*Task details:*
Would you copy each line of the records that includes the word "wooden"?

Start of Data records

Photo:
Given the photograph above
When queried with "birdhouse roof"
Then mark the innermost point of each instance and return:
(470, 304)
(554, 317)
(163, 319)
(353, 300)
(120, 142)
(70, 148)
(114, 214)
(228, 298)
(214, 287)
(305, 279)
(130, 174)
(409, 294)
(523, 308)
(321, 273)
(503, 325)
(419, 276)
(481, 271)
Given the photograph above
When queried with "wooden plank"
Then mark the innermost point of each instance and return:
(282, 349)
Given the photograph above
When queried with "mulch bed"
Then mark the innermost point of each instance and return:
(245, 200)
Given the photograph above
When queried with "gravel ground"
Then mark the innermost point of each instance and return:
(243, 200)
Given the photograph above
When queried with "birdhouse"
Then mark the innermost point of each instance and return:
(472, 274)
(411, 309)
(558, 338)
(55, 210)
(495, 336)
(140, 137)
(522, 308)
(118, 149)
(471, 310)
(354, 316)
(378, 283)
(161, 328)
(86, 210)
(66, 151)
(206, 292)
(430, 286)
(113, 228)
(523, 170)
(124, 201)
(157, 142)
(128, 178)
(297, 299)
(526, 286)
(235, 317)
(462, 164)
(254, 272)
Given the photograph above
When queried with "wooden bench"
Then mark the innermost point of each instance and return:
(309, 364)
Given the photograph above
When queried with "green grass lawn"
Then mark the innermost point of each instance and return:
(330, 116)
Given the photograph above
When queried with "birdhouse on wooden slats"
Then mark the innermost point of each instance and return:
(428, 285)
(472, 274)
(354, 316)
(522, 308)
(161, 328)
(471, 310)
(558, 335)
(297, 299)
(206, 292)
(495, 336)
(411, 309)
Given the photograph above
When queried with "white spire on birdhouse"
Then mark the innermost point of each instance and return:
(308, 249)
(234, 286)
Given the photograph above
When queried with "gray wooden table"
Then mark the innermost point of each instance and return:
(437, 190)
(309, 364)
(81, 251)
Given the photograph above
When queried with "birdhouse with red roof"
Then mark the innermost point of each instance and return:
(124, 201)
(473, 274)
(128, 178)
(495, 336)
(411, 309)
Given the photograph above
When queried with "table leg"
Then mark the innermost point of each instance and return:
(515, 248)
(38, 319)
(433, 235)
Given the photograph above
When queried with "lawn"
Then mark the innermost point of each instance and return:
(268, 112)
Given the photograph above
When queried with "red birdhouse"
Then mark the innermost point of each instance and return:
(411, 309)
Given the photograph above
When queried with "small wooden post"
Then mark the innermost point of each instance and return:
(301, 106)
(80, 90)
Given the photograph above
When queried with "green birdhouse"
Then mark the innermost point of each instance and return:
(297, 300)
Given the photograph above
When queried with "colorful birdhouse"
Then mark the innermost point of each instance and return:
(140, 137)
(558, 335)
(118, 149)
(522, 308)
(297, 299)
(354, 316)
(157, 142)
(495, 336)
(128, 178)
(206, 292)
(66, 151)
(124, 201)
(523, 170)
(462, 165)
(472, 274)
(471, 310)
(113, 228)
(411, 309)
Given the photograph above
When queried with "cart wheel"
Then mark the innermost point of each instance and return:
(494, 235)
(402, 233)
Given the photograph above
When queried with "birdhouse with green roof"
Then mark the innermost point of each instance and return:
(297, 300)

End of Data records

*Response:*
When queried with "wooden plank"
When queried with "wooden bench"
When queried with "birdhouse on wooden slats"
When queried with "gray wooden table"
When queried with "small wooden post"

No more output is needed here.